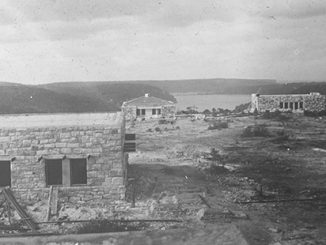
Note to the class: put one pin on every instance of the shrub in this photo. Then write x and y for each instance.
(101, 226)
(218, 125)
(315, 113)
(276, 115)
(256, 131)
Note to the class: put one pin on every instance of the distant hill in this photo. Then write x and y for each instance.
(211, 86)
(71, 97)
(236, 86)
(108, 96)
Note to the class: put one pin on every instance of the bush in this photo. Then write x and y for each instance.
(102, 226)
(218, 125)
(276, 115)
(165, 121)
(256, 131)
(314, 113)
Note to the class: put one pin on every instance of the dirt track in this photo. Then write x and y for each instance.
(289, 163)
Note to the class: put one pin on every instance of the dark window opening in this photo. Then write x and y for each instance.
(78, 171)
(53, 171)
(296, 105)
(5, 174)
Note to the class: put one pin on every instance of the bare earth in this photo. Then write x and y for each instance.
(171, 176)
(170, 170)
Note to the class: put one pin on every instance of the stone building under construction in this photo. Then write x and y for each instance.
(81, 155)
(148, 107)
(314, 102)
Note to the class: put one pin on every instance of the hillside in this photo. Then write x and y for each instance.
(71, 97)
(211, 86)
(236, 86)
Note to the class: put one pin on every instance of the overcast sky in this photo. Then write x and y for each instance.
(46, 41)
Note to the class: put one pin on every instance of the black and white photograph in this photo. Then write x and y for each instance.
(162, 122)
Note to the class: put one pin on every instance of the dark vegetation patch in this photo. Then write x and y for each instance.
(72, 97)
(315, 113)
(102, 226)
(256, 131)
(218, 124)
(277, 115)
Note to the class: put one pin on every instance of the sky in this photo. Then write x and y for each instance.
(45, 41)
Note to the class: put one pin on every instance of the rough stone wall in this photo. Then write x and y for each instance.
(311, 102)
(105, 165)
(315, 102)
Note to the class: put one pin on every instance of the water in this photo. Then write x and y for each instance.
(209, 101)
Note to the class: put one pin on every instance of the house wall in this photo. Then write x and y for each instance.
(166, 112)
(311, 102)
(28, 144)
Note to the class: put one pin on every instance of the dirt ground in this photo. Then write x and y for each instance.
(172, 172)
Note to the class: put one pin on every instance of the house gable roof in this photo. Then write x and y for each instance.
(148, 101)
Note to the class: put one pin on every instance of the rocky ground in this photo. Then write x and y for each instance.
(265, 179)
(258, 160)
◇ ◇ ◇ ◇ ◇ ◇ ◇
[TASK DETAILS]
Restate every record exactly, please; do not copy the pictures.

[WORKED ANSWER]
Note to the class: put one pin on every instance of the shrub in this photo. Then write x and y for each instance.
(101, 226)
(218, 125)
(315, 113)
(276, 115)
(256, 131)
Note to the class: put one pin on every instance of the distant hill in this photo. Then write x and y for each instance.
(211, 86)
(71, 97)
(236, 86)
(108, 96)
Note to the class: put one pin on every instance of the bush in this photo. Then write x and y for each instance.
(102, 226)
(218, 125)
(276, 115)
(165, 121)
(256, 131)
(314, 113)
Note to the class: put one pin on every instance of the dirt track in this photo. Then write x and y for each instance.
(289, 163)
Note to the class: put one pin on every instance of the dark window opening in this photo. Then write x and y for each instance.
(78, 171)
(53, 171)
(296, 105)
(5, 174)
Note to the class: put one pin on every instance of the bare earth in this photo. Then write x and y for each instance.
(171, 176)
(170, 170)
Note to the class: put one pin on every instance of the stone building under construction in this photo. Then write x and y for each instance.
(81, 155)
(148, 107)
(314, 102)
Note to the class: put one pin on every instance of the hillside in this photo. Then write x and y for each instance.
(71, 97)
(211, 86)
(236, 86)
Note to the class: put one pin on every instance of the overcast sky in this photo. Then write x and y for each instance.
(46, 41)
Note to the class: put one pin on every instance of the black and white photograph in this photo. Then write x and y for each instance.
(162, 122)
Note to the class: put one pin on every instance of the dark vegetation patch in this photo. Then write x and y for each instance.
(72, 97)
(315, 113)
(102, 226)
(256, 131)
(218, 124)
(277, 115)
Note to the class: put one pin on every instance of the sky in this photo. Then write x and y for each instance.
(45, 41)
Note to the class: put one pin on every instance of the rough stone wall in this photo. Then write x and y for each instance.
(311, 102)
(105, 165)
(315, 102)
Note to the class: put one pin on every instance of the water in this photo. Then write x and y for each instance.
(209, 101)
Note to the class: put one pin on every instance of the house wall in this photo. Then write x and y for each instance.
(166, 112)
(311, 102)
(28, 144)
Note to the class: put one pin on every instance of the dirt ground in this photo. Then write x and y for each instance.
(172, 172)
Note to the class: put one pin on every instance of the house gable roof in this photo. Then write x and y for each instance.
(148, 101)
Note to the class: put one pin on every instance of the rocky ground in this photo. Then write x and y for each instance.
(265, 179)
(258, 160)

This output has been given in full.